Extract precisely the lines that run from the line containing "Would you be able to point at the white cloud" to the end of the records below, with both ends included and pictures omitted.
**********
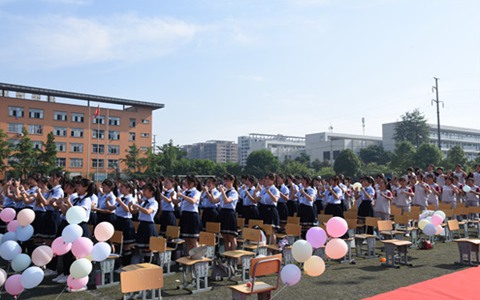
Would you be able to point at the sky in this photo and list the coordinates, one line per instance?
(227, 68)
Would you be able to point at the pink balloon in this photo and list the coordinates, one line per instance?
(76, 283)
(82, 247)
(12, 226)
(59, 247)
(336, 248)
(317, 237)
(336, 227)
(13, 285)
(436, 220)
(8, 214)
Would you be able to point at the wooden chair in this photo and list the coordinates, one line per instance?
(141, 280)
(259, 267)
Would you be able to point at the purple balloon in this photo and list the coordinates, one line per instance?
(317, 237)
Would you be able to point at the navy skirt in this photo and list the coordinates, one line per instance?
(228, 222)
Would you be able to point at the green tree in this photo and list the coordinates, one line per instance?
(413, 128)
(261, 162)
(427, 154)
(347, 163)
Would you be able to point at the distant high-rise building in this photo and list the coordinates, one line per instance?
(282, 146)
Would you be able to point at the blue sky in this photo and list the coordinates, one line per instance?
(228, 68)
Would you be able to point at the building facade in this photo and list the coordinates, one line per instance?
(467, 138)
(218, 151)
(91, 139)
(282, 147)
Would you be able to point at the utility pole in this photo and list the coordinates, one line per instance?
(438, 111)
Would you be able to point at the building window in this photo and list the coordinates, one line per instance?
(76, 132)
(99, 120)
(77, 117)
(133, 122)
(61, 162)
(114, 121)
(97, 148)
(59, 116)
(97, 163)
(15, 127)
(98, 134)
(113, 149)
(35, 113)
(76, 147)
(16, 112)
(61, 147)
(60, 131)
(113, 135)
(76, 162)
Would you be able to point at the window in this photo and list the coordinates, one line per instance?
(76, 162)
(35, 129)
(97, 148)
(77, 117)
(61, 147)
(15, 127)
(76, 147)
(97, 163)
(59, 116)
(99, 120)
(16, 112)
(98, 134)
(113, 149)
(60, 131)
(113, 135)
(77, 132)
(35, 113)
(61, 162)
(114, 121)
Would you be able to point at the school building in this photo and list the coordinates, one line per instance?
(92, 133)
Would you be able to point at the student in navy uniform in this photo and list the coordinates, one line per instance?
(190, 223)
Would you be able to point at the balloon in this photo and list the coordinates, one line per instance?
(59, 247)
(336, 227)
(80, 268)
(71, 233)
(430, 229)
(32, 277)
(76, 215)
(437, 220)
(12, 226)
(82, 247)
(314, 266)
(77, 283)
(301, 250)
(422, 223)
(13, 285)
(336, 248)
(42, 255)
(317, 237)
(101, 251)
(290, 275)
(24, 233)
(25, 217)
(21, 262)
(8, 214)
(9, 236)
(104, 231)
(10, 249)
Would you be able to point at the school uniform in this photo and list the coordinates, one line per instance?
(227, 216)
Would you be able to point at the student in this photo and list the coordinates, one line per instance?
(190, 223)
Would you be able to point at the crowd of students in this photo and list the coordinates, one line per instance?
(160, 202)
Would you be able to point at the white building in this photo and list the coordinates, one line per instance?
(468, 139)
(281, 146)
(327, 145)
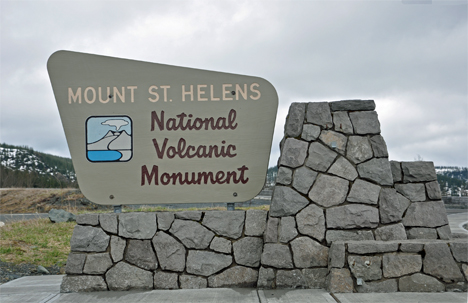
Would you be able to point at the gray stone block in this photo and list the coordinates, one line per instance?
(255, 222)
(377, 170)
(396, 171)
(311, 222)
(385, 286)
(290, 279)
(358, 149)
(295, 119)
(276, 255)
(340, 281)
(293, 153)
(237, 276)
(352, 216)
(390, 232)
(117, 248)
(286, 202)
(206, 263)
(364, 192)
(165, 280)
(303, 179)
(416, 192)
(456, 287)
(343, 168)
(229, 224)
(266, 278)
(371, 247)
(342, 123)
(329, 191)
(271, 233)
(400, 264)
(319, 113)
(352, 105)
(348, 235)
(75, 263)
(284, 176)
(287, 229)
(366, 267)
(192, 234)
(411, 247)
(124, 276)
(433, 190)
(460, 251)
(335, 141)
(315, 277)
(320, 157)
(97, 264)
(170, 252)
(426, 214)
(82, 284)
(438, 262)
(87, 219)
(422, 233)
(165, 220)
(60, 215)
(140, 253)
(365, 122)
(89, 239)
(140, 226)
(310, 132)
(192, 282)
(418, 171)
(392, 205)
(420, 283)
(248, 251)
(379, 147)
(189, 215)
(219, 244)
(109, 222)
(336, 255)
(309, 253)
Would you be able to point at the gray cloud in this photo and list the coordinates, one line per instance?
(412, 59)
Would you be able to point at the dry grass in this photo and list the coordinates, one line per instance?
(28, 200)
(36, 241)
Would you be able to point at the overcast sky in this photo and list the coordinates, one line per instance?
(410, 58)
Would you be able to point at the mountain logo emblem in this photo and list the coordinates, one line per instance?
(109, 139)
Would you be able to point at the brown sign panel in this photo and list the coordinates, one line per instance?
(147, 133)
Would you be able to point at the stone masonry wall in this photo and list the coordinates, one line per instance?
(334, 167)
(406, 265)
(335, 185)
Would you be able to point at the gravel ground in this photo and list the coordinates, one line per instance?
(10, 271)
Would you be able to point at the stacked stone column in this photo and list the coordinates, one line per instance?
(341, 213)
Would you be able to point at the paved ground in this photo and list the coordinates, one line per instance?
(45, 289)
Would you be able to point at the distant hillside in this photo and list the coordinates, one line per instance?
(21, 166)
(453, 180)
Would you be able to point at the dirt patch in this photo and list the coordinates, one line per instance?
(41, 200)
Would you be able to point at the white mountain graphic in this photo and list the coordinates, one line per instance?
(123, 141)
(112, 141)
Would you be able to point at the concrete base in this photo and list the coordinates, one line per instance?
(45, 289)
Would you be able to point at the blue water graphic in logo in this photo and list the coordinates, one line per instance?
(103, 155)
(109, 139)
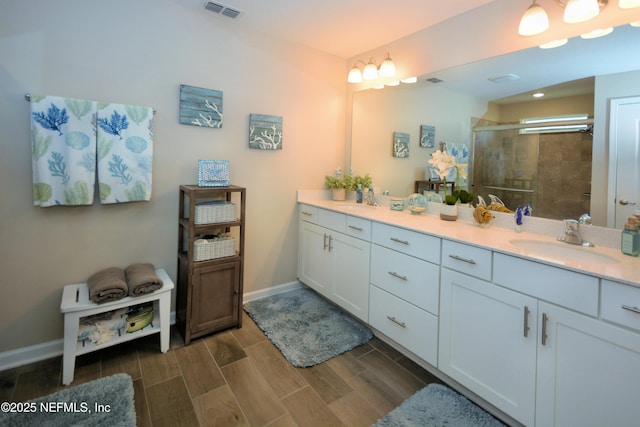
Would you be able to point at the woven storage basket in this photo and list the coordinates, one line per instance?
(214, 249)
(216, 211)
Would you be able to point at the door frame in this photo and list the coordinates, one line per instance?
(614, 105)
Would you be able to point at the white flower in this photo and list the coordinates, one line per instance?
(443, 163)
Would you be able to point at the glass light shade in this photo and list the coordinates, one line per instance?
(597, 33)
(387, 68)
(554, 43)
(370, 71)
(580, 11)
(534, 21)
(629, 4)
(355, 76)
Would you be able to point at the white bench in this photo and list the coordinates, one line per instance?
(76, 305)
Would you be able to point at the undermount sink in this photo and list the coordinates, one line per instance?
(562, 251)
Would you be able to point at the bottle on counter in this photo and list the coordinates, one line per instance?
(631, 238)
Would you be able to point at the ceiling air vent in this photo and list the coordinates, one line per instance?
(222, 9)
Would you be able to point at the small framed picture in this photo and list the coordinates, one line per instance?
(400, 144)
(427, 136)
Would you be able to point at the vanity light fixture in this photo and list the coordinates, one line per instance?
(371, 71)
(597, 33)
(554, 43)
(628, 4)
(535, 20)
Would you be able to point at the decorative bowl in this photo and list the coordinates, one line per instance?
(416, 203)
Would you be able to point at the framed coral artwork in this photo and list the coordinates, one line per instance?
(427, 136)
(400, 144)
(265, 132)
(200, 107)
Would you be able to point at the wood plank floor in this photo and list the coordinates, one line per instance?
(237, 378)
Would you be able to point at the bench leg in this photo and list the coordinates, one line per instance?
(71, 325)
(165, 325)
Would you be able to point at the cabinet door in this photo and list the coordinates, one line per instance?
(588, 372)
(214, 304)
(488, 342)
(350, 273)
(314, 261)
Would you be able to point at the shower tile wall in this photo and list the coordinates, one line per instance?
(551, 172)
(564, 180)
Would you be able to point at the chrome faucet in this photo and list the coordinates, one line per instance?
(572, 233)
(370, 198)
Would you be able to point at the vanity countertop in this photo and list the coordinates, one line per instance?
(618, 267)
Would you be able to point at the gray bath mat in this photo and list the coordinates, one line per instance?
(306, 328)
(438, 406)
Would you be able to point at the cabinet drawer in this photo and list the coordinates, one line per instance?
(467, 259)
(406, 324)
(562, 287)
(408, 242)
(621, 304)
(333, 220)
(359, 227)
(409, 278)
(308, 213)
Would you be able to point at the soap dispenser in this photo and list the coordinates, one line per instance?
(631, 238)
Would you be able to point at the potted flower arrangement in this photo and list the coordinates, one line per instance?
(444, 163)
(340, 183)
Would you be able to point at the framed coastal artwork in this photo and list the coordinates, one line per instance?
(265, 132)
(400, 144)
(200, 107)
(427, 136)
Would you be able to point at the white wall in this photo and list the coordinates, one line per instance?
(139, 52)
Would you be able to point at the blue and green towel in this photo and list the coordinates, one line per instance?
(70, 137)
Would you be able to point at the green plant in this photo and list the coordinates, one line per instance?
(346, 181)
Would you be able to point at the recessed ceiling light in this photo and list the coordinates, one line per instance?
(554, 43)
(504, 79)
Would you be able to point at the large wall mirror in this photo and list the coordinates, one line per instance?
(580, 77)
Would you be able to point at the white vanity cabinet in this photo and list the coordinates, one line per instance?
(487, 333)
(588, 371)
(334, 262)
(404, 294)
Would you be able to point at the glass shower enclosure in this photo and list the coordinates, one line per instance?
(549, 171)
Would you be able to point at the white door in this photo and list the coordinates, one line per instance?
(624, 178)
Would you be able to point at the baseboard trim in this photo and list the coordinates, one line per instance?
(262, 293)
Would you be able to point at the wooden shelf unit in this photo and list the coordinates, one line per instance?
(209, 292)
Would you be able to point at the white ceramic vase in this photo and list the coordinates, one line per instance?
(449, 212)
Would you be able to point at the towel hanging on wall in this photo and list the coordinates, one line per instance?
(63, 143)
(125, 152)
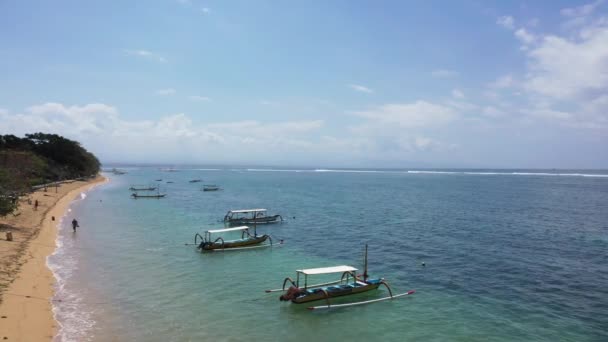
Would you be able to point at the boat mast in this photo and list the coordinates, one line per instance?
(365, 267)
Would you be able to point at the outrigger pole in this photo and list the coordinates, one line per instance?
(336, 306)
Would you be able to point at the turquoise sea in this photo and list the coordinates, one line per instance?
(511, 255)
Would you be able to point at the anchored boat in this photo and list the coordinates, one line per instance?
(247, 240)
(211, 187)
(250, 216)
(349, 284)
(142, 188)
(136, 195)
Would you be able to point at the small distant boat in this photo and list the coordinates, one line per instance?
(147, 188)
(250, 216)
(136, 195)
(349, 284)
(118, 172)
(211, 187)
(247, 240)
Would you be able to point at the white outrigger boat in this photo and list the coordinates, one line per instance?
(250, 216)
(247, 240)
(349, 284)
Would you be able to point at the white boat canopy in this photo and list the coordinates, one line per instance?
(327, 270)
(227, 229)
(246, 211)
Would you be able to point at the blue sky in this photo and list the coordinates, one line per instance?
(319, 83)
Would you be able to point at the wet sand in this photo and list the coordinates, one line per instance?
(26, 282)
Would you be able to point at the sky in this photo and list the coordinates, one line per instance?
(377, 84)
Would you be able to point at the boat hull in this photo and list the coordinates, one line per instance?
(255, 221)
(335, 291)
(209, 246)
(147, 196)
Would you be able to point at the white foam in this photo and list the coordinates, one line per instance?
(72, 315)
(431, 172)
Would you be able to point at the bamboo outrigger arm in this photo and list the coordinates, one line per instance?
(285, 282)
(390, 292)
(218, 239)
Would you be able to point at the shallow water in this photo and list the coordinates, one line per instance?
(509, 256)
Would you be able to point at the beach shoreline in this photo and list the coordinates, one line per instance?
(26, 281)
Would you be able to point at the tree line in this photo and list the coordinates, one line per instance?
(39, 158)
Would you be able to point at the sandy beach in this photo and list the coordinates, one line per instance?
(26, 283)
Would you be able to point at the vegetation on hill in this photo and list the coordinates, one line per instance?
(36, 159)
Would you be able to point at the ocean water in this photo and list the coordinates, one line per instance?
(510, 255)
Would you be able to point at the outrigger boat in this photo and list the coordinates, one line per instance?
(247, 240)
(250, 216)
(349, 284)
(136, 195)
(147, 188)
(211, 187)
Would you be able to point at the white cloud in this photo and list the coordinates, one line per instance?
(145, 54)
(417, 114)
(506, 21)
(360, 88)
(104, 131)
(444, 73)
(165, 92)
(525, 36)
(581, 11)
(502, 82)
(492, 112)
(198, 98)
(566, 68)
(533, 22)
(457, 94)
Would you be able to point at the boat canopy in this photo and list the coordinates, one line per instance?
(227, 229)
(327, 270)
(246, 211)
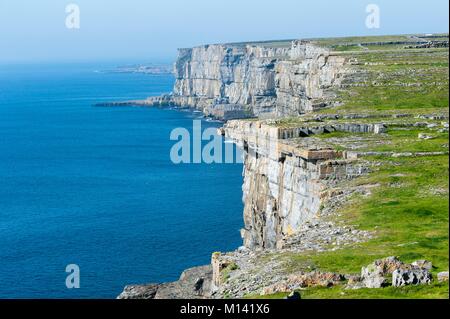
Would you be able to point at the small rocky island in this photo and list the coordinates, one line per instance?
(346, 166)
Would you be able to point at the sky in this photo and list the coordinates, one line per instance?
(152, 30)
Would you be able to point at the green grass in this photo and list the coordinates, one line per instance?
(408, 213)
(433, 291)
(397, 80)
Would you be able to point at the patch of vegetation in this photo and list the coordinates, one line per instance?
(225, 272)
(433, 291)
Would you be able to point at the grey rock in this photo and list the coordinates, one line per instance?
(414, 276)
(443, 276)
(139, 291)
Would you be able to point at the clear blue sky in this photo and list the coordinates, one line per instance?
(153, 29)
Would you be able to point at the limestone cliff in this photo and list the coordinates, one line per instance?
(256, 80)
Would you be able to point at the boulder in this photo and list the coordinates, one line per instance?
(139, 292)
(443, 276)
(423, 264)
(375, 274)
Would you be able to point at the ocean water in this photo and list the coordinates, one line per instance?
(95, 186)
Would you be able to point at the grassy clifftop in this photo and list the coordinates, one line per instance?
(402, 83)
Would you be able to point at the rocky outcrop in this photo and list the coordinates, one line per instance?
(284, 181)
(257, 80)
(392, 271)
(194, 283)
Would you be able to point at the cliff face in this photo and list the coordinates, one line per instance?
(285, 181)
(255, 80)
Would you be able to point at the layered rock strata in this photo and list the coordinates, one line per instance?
**********
_Reply_.
Would you be able to point at the white cloud in this photo and list the coordinates, one line per instance?
(145, 54)
(417, 114)
(506, 21)
(360, 88)
(104, 131)
(444, 73)
(165, 92)
(525, 36)
(581, 11)
(502, 82)
(492, 112)
(198, 98)
(566, 68)
(533, 22)
(457, 94)
Would you be able to point at the boat canopy in this photo and list the coordinates, one line per instance?
(227, 229)
(327, 270)
(246, 211)
Would you be able to point at the small rocky island in this photo and list the coordinates, one line per instance?
(346, 166)
Would you be able to point at the sky in this photo and list the coordinates, one line per instance?
(152, 30)
Would you be able to point at the green grass in this photo and list the coordinates, one line per instance?
(408, 213)
(433, 291)
(397, 80)
Would you be able to point at the patch of vegetation in this photo and list the coordinates, one line per instance?
(225, 272)
(433, 291)
Would you be able to point at the grey rock in this photo and list the coordinates, one line per instance?
(414, 276)
(443, 276)
(139, 291)
Would you be able to point at the clear blue sky in this photo and list the coordinates, one line per instance?
(153, 29)
Would you be able to point at the limestone cliff in this photo and list the coordinates, one line per instance?
(256, 80)
Would you be able to point at the boulder in this photo and list the coordinates, one line per instance?
(139, 292)
(443, 276)
(423, 264)
(375, 274)
Would you be able to point at the ocean water in this photo and list the coordinates, one line per instance?
(95, 186)
Would you be able to point at the grassy clifftop in this photo and list the coordinates, one line per instance?
(402, 83)
Would you be able to point at the rocky outcrop in this photo and list the coordinates, one line per instance?
(284, 181)
(257, 80)
(392, 271)
(194, 283)
Would you be able to point at the cliff face in this photo and list the coordinates, one line per instance?
(285, 181)
(255, 80)
Would you be able to point at the layered rock strata in this photo and list the coordinates, one line per instance?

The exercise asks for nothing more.